**TASK REQUIREMENTS**:
• 1. In the forum thread on labeling, begin at the words "As a conclusion, you" and stop after "half of them.", and give that passage again with "resilient" swapped for "robust".
• 2. In the forum thread on labeling, what does the first basic building block of an object detection model generate?

**SOURCE EXTRACT**:
<<<<
Reputation: 51
We have to make a custom dataset for object detection for CNN. So we're going to note objects for detection with bounding boxes. I referred to several guides for object detection labeling like PASCAL. However, we encountered an issue for labeling.
If we want to label people in dataset images, do we need to label all visible objects(=people) in a picture? If we skip some objects(=people) in a picture, does it effect on object detection? I added some examples for labeling. Image (1) is a case of labeling all visible people in an image. And in Image (2), we just labeled some people in entire image.
Is Image (2) influence bad effect on object detection? It it does, we're going to label all visible objects as possible in an image.
(Image 1) Labeling all visible objects in a picture
(Image 2) Labeling some visible objects in a picture
Upvotes: 2
Views: 2293
Reputation: 866
Object detection models usually consist of 2 basic building blocks:
The first block generates various region proposals. As its name suggest, the region proposal is a candidate region that might contain an object. The second block receives every region proposal and classify it.
If you neglected a true positive object within the image, then you force the object detection model to label this true positive object as background. This heavily affects the learning experience of the model. Think of it for a while. You ask the model to do different classifications for the same sort of object.
As a conclusion, you have to label each true positive object to the model.
Upvotes: 4
Reputation: 6386
Yes it is important, if you skip some persons the network will only partially learn how to detect and regress a person location. The network may be resilient to few labelling errors but not as many as in your second example image.
To train an accurate network you need to label every visible object instance and if you want your network to be resilient to object obfuscation you should label partially masked objects too.
You can easily verify this behaviour by training two networks: one with all labels and the other one with half of them.
Upvotes: 1
>>>>
**DATA**:
<<<<
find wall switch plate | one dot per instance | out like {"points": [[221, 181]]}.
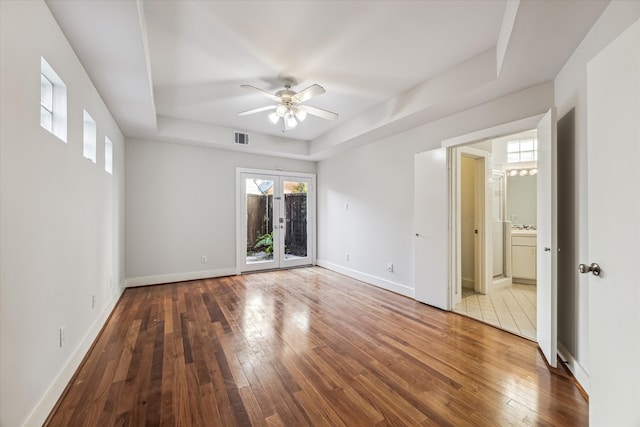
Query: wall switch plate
{"points": [[61, 335]]}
>>>>
**RESPONSES TO THE TASKS**:
• 1.
As a conclusion, you have to label each true positive object to the model.
Upvotes: 4
Reputation: 6386
Yes it is important, if you skip some persons the network will only partially learn how to detect and regress a person location. The network may be robust to few labelling errors but not as many as in your second example image.
To train an accurate network you need to label every visible object instance and if you want your network to be robust to object obfuscation you should label partially masked objects too.
You can easily verify this behaviour by training two networks: one with all labels and the other one with half of them.

• 2. Various region proposals.